:: Selected extract

# Breast implants...



## imhereforadvice (Apr 11, 2011)

I've never been one to agree with plastic surgery, but I wanted to get some opinions on what everyone thinks about breast implants. And furthermore, if there are any ladies out there with any stores, whether success or horror stories. 

I am obviously considering getting breast implants, and I'm curious to learn a little bit more about them from someone who has them, but would also much appreciate some advice from the guys out there, as to what they think of breast implants.

I'm 26 years old, and have wanted larger breasts since I was probably 16. I'm sure it was normal back then, but the fact that I'm still considering it 10 years later makes me wonder if maybe it is the right thing for me to do, for myself. 

My husband is happy with my breasts the way they are. In fact, when I asked him what he thought of me getting breast implants he said he didn't want me to, and that my boobs are "fantastic". Quite the compliment, I must say, but it doesn't change the way I feel when I look in the mirror. I'm a larger B cup, fit into C cup bras, but want at least a full C or regular D sized breasts. I'm 5'5".

::::

Work order A =
From the breast implants thread, list every bra cup size letter the poster mentions, each only once.
Work order B =
Reproduce the passage of the breast implants thread that starts with "I am obviously" and goes on through "of breast implants.".

:: Data records

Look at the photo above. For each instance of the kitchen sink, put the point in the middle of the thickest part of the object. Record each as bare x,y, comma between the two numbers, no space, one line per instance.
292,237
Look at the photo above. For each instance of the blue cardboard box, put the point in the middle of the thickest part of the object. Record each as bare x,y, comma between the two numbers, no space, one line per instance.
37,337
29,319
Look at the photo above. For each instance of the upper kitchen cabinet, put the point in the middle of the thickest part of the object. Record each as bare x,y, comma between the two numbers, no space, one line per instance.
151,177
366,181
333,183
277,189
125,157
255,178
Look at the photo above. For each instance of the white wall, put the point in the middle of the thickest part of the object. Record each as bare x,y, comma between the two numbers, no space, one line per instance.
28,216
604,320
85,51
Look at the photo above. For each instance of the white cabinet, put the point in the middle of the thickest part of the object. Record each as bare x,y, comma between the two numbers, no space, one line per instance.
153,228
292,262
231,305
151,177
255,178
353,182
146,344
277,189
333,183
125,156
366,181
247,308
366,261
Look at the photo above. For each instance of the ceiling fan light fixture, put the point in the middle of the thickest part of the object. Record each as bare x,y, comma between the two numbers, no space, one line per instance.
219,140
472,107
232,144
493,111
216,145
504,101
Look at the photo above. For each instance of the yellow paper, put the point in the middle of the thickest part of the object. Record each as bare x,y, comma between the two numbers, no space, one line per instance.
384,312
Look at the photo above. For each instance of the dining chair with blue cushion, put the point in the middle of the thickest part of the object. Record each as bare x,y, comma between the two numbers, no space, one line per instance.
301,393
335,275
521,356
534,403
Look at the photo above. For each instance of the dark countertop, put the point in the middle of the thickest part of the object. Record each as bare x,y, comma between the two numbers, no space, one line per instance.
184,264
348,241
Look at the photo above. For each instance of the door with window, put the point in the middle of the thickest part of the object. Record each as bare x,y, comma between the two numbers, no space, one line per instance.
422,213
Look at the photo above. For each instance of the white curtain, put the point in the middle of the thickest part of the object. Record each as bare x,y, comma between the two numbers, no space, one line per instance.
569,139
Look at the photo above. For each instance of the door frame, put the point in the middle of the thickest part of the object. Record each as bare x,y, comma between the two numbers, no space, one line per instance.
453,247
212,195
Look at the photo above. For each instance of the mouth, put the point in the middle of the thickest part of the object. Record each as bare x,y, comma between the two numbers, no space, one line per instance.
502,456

::::

Answer box A =
B, C, D

Answer box B =
I am obviously considering getting breast implants, and I'm curious to learn a little bit more about them from someone who has them, but would also much appreciate some advice from the guys out there, as to what they think of breast implants.